- **PAGE**:
:::

ARTISTS AND ADMIRERS
The Pit, London EC2
Opened 13 October, 1992

Ostrovsky's 1882 piece upon the iniquities of the Russian provincial theatre set-up comes over somewhere between satire and class comedy. Struggling actress Negina (Sylvestra le Touzel) rejects the attentions of several more-or-less well-heeled "admirers", who consequently decide to ruin her upcoming benefit performance and her career. Enter the terribly wealthy Velikatov (Christian Burgess), who buys out the entire performance (as his associates begin to trade in ticket "options"), and offers to take Negina away to his country seat complete with swans and peacocks. Does she flee with him or stick with threadbare student Petya (Kevin Doyle), idealistic to the point of priggery? The power of the rouble triumphs and she vanishes in Velikatov's private railway carriage, leaving Petya to harangue the snooty hangers-on.

:::

- **Data entries**:
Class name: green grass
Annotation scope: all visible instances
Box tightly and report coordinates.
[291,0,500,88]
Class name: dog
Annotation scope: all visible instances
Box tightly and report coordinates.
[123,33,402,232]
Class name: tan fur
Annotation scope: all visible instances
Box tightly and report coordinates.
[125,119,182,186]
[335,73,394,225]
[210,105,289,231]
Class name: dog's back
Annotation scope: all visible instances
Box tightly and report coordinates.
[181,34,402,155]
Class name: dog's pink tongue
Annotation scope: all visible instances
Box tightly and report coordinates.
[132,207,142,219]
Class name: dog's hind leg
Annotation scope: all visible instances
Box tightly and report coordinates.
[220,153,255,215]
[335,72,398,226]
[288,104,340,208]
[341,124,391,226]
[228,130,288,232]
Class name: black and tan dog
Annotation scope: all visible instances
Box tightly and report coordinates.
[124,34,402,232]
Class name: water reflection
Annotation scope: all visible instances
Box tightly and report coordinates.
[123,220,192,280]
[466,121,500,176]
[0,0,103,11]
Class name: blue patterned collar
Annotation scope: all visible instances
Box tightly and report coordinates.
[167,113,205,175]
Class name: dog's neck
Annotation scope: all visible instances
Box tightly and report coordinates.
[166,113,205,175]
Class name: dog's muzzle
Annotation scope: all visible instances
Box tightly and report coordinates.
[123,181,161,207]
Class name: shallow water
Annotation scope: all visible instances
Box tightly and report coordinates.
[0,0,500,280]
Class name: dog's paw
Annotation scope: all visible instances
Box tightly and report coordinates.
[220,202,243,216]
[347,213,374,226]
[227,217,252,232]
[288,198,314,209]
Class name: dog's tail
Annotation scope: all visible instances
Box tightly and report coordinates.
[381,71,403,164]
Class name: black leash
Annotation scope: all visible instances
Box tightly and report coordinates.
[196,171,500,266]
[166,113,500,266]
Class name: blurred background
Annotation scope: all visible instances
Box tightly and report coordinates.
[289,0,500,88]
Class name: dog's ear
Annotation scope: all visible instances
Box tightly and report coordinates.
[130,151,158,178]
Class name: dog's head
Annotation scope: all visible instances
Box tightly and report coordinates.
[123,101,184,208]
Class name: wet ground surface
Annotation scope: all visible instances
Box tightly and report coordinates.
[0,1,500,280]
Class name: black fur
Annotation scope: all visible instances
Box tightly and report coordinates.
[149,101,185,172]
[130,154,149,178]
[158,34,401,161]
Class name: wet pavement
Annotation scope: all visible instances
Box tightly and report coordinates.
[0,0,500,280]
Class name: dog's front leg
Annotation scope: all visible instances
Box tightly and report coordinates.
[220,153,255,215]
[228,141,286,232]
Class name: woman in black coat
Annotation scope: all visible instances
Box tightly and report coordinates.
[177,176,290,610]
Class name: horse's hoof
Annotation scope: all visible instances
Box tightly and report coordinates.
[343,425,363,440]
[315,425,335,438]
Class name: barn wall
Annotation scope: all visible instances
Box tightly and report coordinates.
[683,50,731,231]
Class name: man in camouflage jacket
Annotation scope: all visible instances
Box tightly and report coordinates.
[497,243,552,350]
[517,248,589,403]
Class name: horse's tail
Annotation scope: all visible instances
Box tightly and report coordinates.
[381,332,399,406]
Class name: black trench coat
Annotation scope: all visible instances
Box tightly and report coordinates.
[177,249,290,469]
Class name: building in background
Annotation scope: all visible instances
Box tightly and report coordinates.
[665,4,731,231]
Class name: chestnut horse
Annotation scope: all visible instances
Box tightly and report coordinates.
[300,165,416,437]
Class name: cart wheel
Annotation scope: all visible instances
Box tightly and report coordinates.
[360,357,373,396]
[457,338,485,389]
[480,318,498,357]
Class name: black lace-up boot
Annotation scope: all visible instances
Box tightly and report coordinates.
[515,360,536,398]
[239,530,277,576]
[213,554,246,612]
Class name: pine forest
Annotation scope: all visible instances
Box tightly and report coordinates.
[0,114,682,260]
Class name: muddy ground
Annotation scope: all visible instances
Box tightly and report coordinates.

:::

- **REQUEST**: Continue the review of Artists and Admirers, picking up right after its last sentence.

- **EXERCISE OUTPUT**:
Kevin Elyot's version is lively and fluid; there are a clutch of strong performances (also notable are Christopher Benjamin as a self-important prince, Linda Bassett as Negina's mother and, particularly, Philip Voss as an ageing and apologetically smitten stage manager); it's a thoroughly agreeable evening. But I'm left with a sense that "thoroughly agreeable" isn't enough. Perhaps I, like Petya, want Negina to be a heroine instead of just an actress, but both play and production feel somehow minor. What the hell: you could do a lot worse. You could also, however, do rather better.

Written for City Limits magazine.

Copyright © Ian Shuttleworth; all rights reserved.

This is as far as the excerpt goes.